(TASK DIRECTIONS):
Within the material below, count each line holding the string "loud" and return the total alone.

*** Begin section ***

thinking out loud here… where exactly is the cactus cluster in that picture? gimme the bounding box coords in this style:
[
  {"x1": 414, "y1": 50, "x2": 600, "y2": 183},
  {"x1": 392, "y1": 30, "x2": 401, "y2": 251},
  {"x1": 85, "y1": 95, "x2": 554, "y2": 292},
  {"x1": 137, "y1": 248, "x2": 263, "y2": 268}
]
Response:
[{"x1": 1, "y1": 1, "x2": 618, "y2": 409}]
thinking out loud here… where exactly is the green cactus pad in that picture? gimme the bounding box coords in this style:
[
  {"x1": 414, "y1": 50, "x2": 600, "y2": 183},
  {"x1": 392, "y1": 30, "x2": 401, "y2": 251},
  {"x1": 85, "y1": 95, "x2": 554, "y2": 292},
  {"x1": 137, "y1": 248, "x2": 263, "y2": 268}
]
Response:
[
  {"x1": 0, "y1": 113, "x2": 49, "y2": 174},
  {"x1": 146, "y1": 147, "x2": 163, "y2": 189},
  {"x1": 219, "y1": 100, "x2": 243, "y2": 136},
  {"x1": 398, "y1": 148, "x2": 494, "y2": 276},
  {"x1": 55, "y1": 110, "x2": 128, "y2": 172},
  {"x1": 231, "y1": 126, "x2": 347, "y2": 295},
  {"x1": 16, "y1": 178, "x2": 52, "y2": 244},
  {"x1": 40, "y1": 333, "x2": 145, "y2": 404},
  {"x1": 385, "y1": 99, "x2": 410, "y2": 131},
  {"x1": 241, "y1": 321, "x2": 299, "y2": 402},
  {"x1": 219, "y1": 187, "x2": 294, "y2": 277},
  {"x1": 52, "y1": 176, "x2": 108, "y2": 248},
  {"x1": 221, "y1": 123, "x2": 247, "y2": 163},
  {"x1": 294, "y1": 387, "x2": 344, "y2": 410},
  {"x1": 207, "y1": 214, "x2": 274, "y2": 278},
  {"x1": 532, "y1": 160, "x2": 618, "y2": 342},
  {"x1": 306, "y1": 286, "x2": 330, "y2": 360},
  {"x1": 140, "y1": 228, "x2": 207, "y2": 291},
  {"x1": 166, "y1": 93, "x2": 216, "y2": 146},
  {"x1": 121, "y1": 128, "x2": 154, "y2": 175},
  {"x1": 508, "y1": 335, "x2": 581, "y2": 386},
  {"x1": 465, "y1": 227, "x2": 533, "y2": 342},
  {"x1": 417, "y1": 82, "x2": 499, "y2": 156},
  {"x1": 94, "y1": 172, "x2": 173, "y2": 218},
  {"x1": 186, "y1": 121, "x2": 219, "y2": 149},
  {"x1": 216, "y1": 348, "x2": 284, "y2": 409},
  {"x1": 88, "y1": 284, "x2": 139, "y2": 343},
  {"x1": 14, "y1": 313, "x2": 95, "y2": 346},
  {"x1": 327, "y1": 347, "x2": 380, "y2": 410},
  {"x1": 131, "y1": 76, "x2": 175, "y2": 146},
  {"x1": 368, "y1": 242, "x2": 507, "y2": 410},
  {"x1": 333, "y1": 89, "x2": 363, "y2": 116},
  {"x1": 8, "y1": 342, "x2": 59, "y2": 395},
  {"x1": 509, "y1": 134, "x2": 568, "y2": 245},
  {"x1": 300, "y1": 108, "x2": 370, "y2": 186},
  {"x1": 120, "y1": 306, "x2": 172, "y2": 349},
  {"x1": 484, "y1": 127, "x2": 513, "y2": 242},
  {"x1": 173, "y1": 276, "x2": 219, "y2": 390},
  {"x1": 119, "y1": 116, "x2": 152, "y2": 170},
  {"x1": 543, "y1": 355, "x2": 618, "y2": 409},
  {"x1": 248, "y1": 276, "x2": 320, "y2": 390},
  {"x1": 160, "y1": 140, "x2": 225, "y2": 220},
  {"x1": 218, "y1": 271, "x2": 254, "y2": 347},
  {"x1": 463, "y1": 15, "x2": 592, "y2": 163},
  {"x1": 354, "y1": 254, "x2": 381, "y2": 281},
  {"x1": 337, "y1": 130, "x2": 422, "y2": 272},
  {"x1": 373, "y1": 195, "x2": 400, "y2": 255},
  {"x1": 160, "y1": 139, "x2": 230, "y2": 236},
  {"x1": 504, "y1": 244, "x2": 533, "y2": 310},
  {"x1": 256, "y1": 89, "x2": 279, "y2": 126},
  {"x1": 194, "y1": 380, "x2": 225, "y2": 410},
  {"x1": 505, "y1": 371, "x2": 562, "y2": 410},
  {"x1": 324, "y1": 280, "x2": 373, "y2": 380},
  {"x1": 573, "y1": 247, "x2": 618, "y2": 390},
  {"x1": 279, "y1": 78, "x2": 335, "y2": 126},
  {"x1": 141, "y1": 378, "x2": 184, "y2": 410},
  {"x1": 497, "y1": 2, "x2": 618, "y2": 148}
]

*** End section ***

(YOUR SOLUTION):
2